> TASK BRIEF
Your answer should be each line of the entries that contains the word "below", copied in full.

Stored data:
Segment Open
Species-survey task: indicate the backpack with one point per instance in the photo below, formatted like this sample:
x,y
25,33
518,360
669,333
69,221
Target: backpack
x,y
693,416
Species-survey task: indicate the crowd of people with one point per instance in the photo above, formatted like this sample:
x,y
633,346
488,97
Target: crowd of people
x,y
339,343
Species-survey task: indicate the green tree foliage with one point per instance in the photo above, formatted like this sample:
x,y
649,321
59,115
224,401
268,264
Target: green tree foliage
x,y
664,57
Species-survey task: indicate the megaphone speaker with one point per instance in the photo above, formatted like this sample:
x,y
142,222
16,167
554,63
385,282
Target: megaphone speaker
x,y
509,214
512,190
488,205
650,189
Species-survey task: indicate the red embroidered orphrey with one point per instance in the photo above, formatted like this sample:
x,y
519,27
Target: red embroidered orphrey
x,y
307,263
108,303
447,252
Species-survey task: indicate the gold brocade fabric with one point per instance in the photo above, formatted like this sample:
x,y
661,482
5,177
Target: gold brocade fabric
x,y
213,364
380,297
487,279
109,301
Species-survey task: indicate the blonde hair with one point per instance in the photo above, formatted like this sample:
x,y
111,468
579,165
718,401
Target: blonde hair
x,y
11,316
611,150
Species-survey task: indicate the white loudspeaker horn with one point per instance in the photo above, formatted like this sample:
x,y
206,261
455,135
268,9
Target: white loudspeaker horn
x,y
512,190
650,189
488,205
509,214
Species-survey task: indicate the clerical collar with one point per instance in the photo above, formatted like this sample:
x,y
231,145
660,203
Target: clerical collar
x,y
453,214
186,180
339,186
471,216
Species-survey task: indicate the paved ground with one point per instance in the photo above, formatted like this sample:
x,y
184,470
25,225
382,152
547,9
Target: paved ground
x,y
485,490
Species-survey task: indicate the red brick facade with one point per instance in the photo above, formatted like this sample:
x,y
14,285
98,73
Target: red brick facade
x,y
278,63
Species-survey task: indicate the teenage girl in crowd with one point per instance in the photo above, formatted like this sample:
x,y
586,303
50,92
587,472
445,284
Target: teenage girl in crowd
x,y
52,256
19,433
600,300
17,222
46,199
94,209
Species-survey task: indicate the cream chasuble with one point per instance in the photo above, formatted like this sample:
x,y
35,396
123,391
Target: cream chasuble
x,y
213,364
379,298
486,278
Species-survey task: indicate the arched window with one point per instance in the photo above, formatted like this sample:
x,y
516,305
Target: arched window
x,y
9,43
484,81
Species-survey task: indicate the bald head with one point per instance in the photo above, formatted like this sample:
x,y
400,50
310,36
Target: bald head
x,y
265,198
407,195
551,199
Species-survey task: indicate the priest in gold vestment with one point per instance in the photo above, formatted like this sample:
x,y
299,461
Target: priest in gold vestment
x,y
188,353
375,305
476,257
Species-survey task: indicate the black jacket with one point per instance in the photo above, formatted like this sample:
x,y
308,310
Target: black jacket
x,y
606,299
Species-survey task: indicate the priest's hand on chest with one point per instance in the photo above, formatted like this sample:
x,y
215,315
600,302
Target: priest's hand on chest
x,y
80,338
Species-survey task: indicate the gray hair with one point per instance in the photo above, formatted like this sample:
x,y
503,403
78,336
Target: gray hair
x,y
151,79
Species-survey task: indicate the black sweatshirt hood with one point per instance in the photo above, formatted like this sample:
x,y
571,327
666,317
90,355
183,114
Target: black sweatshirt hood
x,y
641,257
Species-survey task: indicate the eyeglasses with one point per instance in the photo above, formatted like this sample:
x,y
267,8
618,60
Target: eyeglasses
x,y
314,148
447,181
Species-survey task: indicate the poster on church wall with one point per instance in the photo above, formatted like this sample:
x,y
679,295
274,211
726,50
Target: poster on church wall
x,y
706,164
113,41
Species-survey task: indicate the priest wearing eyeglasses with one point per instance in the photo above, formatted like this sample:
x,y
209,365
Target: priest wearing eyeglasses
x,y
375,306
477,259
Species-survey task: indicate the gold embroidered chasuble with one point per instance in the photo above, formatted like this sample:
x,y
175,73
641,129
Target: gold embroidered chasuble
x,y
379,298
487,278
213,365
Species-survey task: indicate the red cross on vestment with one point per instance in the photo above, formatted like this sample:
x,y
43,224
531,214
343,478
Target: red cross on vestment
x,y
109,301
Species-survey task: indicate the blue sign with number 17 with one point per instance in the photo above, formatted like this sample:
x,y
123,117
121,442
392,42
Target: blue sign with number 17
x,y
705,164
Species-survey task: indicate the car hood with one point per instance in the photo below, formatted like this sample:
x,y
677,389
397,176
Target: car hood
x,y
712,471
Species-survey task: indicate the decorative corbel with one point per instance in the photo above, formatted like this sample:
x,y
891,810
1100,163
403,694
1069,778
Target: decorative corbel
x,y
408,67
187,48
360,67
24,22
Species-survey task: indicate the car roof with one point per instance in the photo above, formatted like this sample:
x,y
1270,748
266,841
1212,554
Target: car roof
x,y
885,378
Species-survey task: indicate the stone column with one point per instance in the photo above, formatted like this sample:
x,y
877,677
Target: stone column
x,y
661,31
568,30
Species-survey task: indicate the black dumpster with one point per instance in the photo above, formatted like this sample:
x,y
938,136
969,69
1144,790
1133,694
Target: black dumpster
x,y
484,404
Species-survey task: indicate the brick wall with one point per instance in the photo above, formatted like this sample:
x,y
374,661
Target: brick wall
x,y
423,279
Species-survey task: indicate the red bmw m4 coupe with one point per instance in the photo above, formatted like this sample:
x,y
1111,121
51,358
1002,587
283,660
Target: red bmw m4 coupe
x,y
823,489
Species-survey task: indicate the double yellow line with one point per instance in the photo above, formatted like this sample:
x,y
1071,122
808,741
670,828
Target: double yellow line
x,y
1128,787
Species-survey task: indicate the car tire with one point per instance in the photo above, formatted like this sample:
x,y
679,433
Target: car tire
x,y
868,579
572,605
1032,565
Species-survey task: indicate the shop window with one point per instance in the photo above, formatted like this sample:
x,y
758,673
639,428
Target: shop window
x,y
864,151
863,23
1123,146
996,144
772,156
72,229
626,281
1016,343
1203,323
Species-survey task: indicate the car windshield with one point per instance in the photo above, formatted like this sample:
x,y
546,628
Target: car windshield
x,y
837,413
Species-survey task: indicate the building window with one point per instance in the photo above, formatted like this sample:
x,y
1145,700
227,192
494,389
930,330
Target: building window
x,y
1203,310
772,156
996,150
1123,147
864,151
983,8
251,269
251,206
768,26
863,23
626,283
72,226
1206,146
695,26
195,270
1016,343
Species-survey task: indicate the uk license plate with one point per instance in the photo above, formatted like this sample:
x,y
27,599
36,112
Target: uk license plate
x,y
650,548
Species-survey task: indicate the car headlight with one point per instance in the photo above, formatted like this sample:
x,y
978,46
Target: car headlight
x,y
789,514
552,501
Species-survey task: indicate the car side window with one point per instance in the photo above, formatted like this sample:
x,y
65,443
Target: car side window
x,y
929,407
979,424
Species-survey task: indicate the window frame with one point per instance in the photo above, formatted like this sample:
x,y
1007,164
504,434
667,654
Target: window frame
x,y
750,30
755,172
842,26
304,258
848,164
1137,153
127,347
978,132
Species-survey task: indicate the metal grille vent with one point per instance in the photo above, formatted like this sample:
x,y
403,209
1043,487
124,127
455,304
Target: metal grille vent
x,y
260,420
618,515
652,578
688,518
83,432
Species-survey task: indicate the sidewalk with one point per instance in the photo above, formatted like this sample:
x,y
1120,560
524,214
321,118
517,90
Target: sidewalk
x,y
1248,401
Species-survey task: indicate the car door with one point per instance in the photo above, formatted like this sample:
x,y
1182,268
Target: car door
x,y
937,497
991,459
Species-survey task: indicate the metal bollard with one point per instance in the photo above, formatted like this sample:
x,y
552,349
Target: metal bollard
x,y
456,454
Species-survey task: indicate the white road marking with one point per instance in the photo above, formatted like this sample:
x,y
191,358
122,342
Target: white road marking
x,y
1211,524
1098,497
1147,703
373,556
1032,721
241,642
Segment Closed
> OUTPUT FOR THIS TASK
Species-survey task: indicate the backpack with one point per instance in the photo below, formatted like this sample:
Species-survey task: indicate the car hood with one point per instance in the photo below, formatted like this sample:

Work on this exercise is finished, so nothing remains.